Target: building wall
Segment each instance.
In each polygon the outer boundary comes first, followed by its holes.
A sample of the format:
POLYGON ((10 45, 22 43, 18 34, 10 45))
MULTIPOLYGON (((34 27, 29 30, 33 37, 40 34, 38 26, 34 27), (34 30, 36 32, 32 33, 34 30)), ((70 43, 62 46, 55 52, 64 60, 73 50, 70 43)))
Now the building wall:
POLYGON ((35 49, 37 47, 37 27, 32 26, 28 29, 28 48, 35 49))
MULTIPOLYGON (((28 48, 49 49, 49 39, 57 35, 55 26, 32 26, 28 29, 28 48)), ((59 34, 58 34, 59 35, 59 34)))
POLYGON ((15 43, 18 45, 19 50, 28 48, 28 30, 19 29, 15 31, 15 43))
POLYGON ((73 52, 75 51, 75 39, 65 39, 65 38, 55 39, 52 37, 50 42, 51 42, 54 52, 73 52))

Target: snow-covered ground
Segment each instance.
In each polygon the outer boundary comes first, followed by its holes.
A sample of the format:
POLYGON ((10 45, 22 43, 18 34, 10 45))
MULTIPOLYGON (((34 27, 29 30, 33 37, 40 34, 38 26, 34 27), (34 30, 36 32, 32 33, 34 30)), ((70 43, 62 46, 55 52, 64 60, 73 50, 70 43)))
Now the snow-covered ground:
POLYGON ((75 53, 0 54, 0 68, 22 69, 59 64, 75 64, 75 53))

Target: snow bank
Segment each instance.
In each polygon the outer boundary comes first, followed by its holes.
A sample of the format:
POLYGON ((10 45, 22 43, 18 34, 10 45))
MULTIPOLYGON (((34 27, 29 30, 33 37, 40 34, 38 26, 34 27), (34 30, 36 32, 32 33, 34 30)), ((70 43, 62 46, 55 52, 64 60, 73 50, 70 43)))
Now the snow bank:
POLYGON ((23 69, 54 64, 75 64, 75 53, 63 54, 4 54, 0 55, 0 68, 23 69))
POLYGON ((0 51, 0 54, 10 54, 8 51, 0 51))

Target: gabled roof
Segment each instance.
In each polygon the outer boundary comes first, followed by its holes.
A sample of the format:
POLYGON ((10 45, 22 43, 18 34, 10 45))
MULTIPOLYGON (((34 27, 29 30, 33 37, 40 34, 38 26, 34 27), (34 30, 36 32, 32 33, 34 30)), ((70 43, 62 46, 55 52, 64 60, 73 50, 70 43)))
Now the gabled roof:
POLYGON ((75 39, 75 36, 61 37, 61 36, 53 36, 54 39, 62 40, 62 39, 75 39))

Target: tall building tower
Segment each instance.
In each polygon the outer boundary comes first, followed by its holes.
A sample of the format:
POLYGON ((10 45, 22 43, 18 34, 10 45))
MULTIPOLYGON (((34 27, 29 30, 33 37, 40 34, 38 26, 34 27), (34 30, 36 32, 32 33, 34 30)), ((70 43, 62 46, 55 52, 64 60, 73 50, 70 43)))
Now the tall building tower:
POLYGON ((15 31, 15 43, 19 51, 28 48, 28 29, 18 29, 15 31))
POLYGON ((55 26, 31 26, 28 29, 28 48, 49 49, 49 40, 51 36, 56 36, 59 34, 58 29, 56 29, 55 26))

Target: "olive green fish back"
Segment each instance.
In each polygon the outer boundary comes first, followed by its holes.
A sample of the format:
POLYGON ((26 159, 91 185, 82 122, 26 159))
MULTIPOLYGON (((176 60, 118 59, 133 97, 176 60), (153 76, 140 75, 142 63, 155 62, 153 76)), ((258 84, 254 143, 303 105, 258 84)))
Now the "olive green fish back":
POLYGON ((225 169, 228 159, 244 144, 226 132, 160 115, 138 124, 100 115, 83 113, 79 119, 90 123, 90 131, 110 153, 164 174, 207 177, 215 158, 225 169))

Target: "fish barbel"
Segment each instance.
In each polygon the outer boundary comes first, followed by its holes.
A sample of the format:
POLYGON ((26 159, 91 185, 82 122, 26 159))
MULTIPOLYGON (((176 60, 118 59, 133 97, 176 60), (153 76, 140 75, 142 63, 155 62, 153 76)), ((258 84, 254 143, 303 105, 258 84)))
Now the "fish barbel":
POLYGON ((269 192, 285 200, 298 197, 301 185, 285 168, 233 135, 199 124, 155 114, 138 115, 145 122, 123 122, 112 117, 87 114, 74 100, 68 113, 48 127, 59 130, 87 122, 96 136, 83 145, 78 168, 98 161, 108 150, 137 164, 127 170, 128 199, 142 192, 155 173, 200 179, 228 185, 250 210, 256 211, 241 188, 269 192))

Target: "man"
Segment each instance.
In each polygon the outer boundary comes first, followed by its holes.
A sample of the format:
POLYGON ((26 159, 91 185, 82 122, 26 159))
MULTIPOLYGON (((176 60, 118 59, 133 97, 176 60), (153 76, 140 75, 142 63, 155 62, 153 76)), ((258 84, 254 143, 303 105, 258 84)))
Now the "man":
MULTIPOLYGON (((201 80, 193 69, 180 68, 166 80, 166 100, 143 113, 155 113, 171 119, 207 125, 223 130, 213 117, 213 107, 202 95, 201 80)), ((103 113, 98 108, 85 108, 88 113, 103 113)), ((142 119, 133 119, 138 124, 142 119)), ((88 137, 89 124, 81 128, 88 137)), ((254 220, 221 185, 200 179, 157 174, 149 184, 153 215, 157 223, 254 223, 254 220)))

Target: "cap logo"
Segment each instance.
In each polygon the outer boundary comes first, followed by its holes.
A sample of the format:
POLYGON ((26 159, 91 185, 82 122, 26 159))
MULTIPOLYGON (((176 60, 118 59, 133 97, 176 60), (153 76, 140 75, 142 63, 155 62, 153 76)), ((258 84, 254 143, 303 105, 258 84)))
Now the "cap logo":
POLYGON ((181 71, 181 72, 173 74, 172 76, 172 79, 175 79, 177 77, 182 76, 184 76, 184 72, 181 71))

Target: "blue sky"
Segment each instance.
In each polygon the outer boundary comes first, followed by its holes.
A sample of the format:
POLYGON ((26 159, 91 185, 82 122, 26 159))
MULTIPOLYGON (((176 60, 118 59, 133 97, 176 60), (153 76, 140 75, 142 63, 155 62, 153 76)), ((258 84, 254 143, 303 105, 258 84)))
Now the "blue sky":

### Task to complete
Reproduce all of the data above word for word, with every line kept in its original order.

### Exercise answer
Target: building wall
Segment each instance.
In each polygon the outer boundary comes first, followed by its holes.
A sample of the format:
POLYGON ((10 45, 22 43, 18 34, 10 45))
MULTIPOLYGON (((34 27, 29 30, 33 37, 40 34, 38 26, 34 27), (34 30, 36 32, 32 33, 34 30)), ((70 43, 62 46, 55 52, 64 60, 73 50, 70 43)))
Now the building wall:
POLYGON ((35 49, 37 47, 37 27, 32 26, 28 29, 28 48, 35 49))
MULTIPOLYGON (((28 48, 49 49, 49 39, 57 35, 55 26, 32 26, 28 29, 28 48)), ((59 34, 58 34, 59 35, 59 34)))
POLYGON ((15 43, 18 45, 19 50, 28 48, 28 30, 19 29, 15 31, 15 43))
POLYGON ((73 52, 75 51, 75 39, 65 39, 65 38, 55 39, 52 37, 50 42, 51 42, 54 52, 73 52))

Target: snow-covered ground
Segment each instance.
In each polygon the outer boundary comes first, followed by its holes.
A sample of the format:
POLYGON ((10 45, 22 43, 18 34, 10 45))
MULTIPOLYGON (((34 27, 29 30, 33 37, 40 34, 38 26, 34 27), (34 30, 36 32, 32 33, 34 30)), ((70 43, 62 46, 55 52, 64 60, 73 50, 70 43)))
Now the snow-covered ground:
POLYGON ((75 53, 0 54, 0 68, 22 69, 59 64, 75 64, 75 53))

Target: snow bank
Segment each instance.
In each polygon the outer boundary comes first, followed by its holes.
A sample of the format:
POLYGON ((10 45, 22 43, 18 34, 10 45))
MULTIPOLYGON (((34 27, 29 30, 33 37, 40 34, 38 26, 34 27), (34 30, 36 32, 32 33, 34 30)), ((70 43, 62 46, 55 52, 64 60, 73 50, 70 43)))
Now the snow bank:
POLYGON ((23 69, 54 64, 75 64, 75 53, 63 54, 4 54, 0 55, 0 68, 23 69))
POLYGON ((0 51, 0 54, 10 54, 8 51, 0 51))

Target: gabled roof
Segment each instance.
In each polygon the outer boundary comes first, followed by its holes.
A sample of the format:
POLYGON ((10 45, 22 43, 18 34, 10 45))
MULTIPOLYGON (((34 27, 29 30, 33 37, 40 34, 38 26, 34 27), (34 30, 36 32, 32 33, 34 30)), ((70 43, 62 46, 55 52, 64 60, 73 50, 70 43)))
Now the gabled roof:
POLYGON ((75 39, 75 36, 61 37, 61 36, 53 36, 54 39, 62 40, 62 39, 75 39))

Target: tall building tower
Segment each instance.
In each polygon the outer boundary comes first, followed by its holes.
A sample of the format:
POLYGON ((10 45, 22 43, 18 34, 10 45))
MULTIPOLYGON (((34 27, 29 30, 33 37, 40 34, 38 26, 34 27), (34 30, 36 32, 32 33, 34 30)), ((70 43, 62 46, 55 52, 64 60, 73 50, 70 43)))
Now the tall building tower:
POLYGON ((15 31, 15 43, 19 51, 28 48, 28 29, 18 29, 15 31))
POLYGON ((55 26, 31 26, 28 29, 28 48, 49 49, 49 40, 51 36, 56 36, 59 34, 58 29, 56 29, 55 26))

Target: "olive green fish back"
Segment each instance.
In each polygon the outer boundary comes first, followed by its holes.
A sample of the format:
POLYGON ((26 159, 91 185, 82 122, 26 159))
MULTIPOLYGON (((176 60, 118 59, 133 97, 176 60), (153 76, 140 75, 142 63, 155 62, 153 76)), ((258 84, 254 143, 303 105, 258 84)))
Now the "olive green fish back":
POLYGON ((225 169, 228 159, 244 144, 226 132, 160 115, 138 124, 100 115, 83 113, 79 119, 90 123, 90 131, 110 153, 164 174, 207 177, 215 158, 225 169))

Target: "fish barbel"
Segment each instance.
In each polygon the outer boundary comes first, followed by its holes.
A sample of the format:
POLYGON ((26 159, 91 185, 82 122, 26 159))
MULTIPOLYGON (((176 60, 118 59, 133 97, 176 60), (153 76, 140 75, 142 63, 155 62, 153 76)), ((258 84, 254 143, 303 105, 258 84)))
Now the "fish barbel":
POLYGON ((269 192, 285 200, 298 197, 301 185, 285 168, 233 135, 199 124, 155 114, 138 115, 145 122, 123 122, 112 117, 87 114, 74 100, 68 113, 48 127, 59 130, 87 122, 96 136, 83 145, 78 168, 98 161, 108 150, 137 164, 127 170, 128 199, 142 192, 155 173, 200 179, 228 185, 250 210, 256 211, 241 188, 269 192))

Target: "man"
Segment each instance.
In each polygon the outer boundary comes first, followed by its holes.
A sample of the format:
POLYGON ((26 159, 91 185, 82 122, 26 159))
MULTIPOLYGON (((176 60, 118 59, 133 97, 176 60), (153 76, 140 75, 142 63, 155 62, 153 76)), ((258 84, 254 143, 303 105, 258 84)))
Now the "man":
MULTIPOLYGON (((201 80, 193 69, 180 68, 166 80, 166 100, 143 113, 155 113, 171 119, 207 125, 223 130, 213 117, 213 107, 202 95, 201 80)), ((103 113, 98 108, 85 108, 88 113, 103 113)), ((142 119, 133 119, 138 124, 142 119)), ((88 137, 89 124, 81 128, 88 137)), ((254 220, 221 185, 200 179, 157 174, 149 184, 153 215, 157 223, 254 223, 254 220)))

Target: "cap logo"
Segment each instance.
In each polygon the outer boundary comes first, followed by its holes.
A sample of the format:
POLYGON ((26 159, 91 185, 82 122, 26 159))
MULTIPOLYGON (((176 60, 118 59, 133 97, 176 60), (153 76, 140 75, 142 63, 155 62, 153 76)), ((258 84, 254 143, 303 105, 258 84)))
Now the "cap logo":
POLYGON ((181 71, 181 72, 173 74, 172 76, 172 79, 175 79, 177 77, 182 76, 184 76, 184 72, 181 71))

Target: "blue sky"
Segment each instance.
In each polygon the outer boundary comes first, followed by its holes.
A sample of the format:
POLYGON ((26 159, 91 185, 82 122, 26 159))
MULTIPOLYGON (((176 60, 118 59, 133 97, 176 60), (153 76, 140 75, 142 63, 155 62, 153 76)), ((258 84, 254 143, 303 105, 258 84)))
Now the "blue sky":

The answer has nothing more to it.